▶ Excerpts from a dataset
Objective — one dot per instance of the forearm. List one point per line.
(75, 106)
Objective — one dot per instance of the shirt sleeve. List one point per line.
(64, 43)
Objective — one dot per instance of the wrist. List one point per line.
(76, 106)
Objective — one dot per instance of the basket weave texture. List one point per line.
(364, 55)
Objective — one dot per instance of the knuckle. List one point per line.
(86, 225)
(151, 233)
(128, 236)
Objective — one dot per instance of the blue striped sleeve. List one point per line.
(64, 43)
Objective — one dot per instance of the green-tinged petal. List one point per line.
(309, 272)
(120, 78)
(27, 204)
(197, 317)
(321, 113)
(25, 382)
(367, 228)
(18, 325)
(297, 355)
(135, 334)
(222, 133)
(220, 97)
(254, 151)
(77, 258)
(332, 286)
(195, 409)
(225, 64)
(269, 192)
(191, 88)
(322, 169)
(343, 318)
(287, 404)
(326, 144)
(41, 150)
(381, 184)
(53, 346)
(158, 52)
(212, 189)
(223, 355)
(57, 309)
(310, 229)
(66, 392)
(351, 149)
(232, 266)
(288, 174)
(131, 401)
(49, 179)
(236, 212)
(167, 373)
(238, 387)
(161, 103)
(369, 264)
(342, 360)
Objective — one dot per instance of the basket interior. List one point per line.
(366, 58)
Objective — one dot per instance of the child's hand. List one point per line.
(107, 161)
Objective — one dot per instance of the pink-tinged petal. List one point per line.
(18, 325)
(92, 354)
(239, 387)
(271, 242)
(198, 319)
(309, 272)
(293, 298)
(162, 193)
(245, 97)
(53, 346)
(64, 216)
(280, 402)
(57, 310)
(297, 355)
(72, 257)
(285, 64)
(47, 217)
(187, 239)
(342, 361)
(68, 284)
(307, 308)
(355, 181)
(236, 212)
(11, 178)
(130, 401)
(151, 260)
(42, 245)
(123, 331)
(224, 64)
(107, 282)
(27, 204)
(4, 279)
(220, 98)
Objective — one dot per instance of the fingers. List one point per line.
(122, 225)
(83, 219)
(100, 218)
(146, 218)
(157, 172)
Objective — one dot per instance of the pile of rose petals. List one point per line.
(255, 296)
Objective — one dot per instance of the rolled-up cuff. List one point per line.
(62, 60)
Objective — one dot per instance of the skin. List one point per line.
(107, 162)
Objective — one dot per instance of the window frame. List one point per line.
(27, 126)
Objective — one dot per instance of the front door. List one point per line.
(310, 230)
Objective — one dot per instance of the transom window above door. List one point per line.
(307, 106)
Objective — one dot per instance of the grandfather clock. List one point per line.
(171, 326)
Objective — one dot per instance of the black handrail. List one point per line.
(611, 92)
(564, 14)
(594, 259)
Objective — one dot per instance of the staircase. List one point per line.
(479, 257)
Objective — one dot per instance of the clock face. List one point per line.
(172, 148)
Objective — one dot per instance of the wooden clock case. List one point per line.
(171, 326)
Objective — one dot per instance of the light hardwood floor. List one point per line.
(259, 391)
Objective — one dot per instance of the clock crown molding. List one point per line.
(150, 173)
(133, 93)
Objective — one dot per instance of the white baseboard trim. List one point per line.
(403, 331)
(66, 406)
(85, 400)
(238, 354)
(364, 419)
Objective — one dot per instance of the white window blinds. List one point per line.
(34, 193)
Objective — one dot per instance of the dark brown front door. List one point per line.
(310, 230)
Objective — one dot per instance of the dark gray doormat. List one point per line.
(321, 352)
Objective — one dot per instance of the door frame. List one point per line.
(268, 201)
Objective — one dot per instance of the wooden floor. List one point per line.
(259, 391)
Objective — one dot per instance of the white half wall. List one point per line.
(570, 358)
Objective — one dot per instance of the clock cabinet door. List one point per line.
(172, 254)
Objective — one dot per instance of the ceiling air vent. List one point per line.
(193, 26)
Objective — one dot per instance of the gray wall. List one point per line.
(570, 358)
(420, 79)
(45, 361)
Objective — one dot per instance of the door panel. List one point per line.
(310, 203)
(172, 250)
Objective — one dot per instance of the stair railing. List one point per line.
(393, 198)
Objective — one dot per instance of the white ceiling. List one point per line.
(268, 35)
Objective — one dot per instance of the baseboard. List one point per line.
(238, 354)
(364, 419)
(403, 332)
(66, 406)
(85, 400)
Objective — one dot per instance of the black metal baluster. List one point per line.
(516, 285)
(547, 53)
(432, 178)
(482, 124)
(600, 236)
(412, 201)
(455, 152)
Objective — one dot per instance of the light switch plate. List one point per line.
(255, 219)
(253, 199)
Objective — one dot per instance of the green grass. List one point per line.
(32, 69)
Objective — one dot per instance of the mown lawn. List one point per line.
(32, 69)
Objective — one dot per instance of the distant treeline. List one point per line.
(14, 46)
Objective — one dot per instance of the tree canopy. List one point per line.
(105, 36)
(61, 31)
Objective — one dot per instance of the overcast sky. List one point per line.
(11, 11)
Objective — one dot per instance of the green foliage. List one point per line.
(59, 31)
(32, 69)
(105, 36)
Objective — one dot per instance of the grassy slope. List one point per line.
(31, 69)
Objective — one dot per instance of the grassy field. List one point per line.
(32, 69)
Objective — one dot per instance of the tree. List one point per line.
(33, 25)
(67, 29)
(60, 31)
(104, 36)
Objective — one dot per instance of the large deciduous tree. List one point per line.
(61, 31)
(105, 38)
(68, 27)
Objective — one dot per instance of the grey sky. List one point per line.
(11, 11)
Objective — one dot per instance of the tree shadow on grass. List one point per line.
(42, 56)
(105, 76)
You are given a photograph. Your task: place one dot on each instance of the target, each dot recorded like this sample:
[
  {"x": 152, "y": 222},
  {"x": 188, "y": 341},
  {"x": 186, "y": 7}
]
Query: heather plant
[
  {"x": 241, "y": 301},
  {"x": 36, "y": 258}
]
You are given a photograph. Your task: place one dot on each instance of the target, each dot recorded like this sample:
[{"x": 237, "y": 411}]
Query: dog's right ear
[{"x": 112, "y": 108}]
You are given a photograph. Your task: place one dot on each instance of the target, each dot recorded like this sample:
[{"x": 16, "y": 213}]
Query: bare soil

▶ Exercise requirements
Type out the entries once more, precisely.

▶ Answer box
Objective — one dot per instance of the forearm. List one point per line.
(75, 106)
Objective — one dot per instance of the shirt sleeve. List one point per line.
(64, 43)
Objective — one dot per instance of the wrist. List one point per line.
(76, 106)
Objective — one dot per instance of the basket weave texture. List one point per line.
(364, 55)
Objective — one dot per instance of the knuckle. List one point per line.
(86, 225)
(151, 233)
(128, 236)
Objective — one dot per instance of the blue striped sleeve. List one point per line.
(64, 43)
Objective — one dot per instance of the green-tinged petal. List one point per line.
(309, 272)
(120, 78)
(27, 204)
(197, 317)
(321, 113)
(25, 382)
(367, 228)
(18, 325)
(297, 355)
(135, 334)
(222, 133)
(220, 97)
(254, 151)
(77, 258)
(332, 286)
(195, 409)
(225, 64)
(269, 192)
(191, 88)
(322, 169)
(343, 318)
(287, 404)
(326, 144)
(41, 150)
(381, 184)
(53, 346)
(158, 52)
(212, 189)
(223, 355)
(57, 309)
(310, 229)
(66, 392)
(351, 149)
(232, 266)
(288, 174)
(131, 401)
(49, 179)
(236, 212)
(167, 373)
(238, 387)
(161, 103)
(369, 264)
(342, 360)
Objective — one dot per instance of the basket interior. List one point per line.
(366, 58)
Objective — one dot per instance of the child's hand. List one point per line.
(107, 161)
Objective — one dot per instance of the pink-tinged petal. List one point per line.
(18, 325)
(92, 354)
(239, 387)
(271, 242)
(198, 319)
(309, 272)
(293, 298)
(162, 193)
(245, 97)
(53, 346)
(64, 216)
(280, 402)
(57, 310)
(297, 355)
(72, 257)
(285, 64)
(47, 217)
(187, 239)
(342, 361)
(68, 284)
(307, 308)
(355, 181)
(236, 212)
(11, 178)
(130, 401)
(151, 260)
(42, 245)
(123, 331)
(224, 64)
(107, 282)
(27, 204)
(4, 279)
(220, 98)
Objective — one dot per instance of the fingers. List one point per line.
(122, 225)
(83, 219)
(100, 218)
(146, 218)
(157, 172)
Objective — one dot per instance of the pile of rose petals. List one point per line.
(255, 296)
Objective — one dot per instance of the rolled-up cuff. List one point per line.
(62, 60)
Objective — one dot per instance of the skin. List one point per line.
(107, 162)
Objective — one dot per instance of the window frame. List one point per line.
(27, 126)
Objective — one dot per instance of the front door. List one point per line.
(310, 230)
Objective — one dot per instance of the transom window above door. List one point per line.
(307, 106)
Objective — one dot per instance of the grandfather clock. List one point per line.
(171, 326)
Objective — one dot per instance of the black handrail. List one point per line.
(611, 92)
(564, 14)
(594, 259)
Objective — one dot per instance of the staircase. List one point per line.
(479, 257)
Objective — one dot per instance of the clock face. List one point per line.
(172, 148)
Objective — one dot per instance of the wooden clock case. List one point per line.
(171, 326)
Objective — one dot per instance of the light hardwood floor. List one point per line.
(259, 391)
Objective — one dot per instance of the clock crown molding. List one point per line.
(150, 173)
(133, 93)
Objective — one dot per instance of the white baseboard trim. List one point per line.
(403, 331)
(66, 406)
(85, 400)
(238, 354)
(364, 419)
Objective — one dot per instance of the white window blinds. List one point per line.
(34, 193)
Objective — one dot per instance of the dark brown front door. List one point per line.
(310, 230)
Objective — one dot per instance of the dark gray doormat. List one point per line.
(321, 352)
Objective — one dot per instance of the door frame. List one point per line.
(268, 201)
Objective — one dot per instance of the wooden floor. List one point per line.
(259, 391)
Objective — one dot per instance of the white half wall. List one point per line.
(570, 358)
Objective — one dot per instance of the clock cabinet door. List one point per line.
(172, 254)
Objective — one dot per instance of the ceiling air vent. List one point per line.
(193, 26)
Objective — one dot per instance of the gray wall. List one point per line.
(570, 358)
(420, 79)
(45, 361)
Objective — one dot per instance of the door panel. List one point per line.
(310, 203)
(172, 250)
Objective — one dot per instance of the stair railing. List one point per line.
(393, 198)
Objective — one dot per instance of the white ceiling. List one point per line.
(268, 35)
Objective — one dot per instance of the baseboard. List one point per line.
(238, 354)
(364, 419)
(403, 332)
(66, 406)
(85, 400)
Objective — one dot per instance of the black metal baluster. List one point per line.
(516, 285)
(547, 53)
(432, 178)
(482, 124)
(600, 236)
(412, 201)
(455, 152)
Objective — one dot per instance of the light switch plate. List one point per line.
(255, 219)
(253, 199)
Objective — one dot per instance of the green grass. List one point per line.
(32, 69)
Objective — one dot per instance of the mown lawn. List one point per line.
(32, 69)
Objective — one dot per instance of the distant treeline. List one point per line.
(14, 46)
Objective — one dot per instance of the tree canopy. List one point per line.
(105, 36)
(61, 31)
Objective — one dot per instance of the overcast sky. List one point per line.
(11, 11)
Objective — one dot per instance of the green foliage. List one point per line.
(59, 31)
(32, 69)
(105, 36)
Objective — one dot per instance of the grassy slope. List one point per line.
(31, 69)
Objective — one dot per instance of the grassy field. List one point per line.
(32, 69)
Objective — one dot per instance of the tree. List one point per line.
(33, 25)
(67, 29)
(60, 31)
(104, 36)
Objective — one dot per instance of the large deciduous tree. List one point per line.
(61, 31)
(105, 38)
(68, 27)
Objective — one dot per instance of the grey sky. List one point per line.
(11, 11)
Objective — one dot per instance of the tree shadow on grass. List one point per line.
(42, 56)
(105, 76)
You are given a photograph. Your task: place one dot on each instance of the target, each dot recorded like this sample:
[
  {"x": 152, "y": 222},
  {"x": 188, "y": 341},
  {"x": 186, "y": 7}
]
Query: heather plant
[
  {"x": 241, "y": 301},
  {"x": 36, "y": 258}
]
You are given a photograph. Your task: place one dot on each instance of the target, each dot recorded like this sample:
[{"x": 237, "y": 411}]
Query: dog's right ear
[{"x": 112, "y": 108}]
You are given a photograph. Your task: place one dot on each instance of the target, each dot recorded like this sample:
[{"x": 16, "y": 213}]
Query: bare soil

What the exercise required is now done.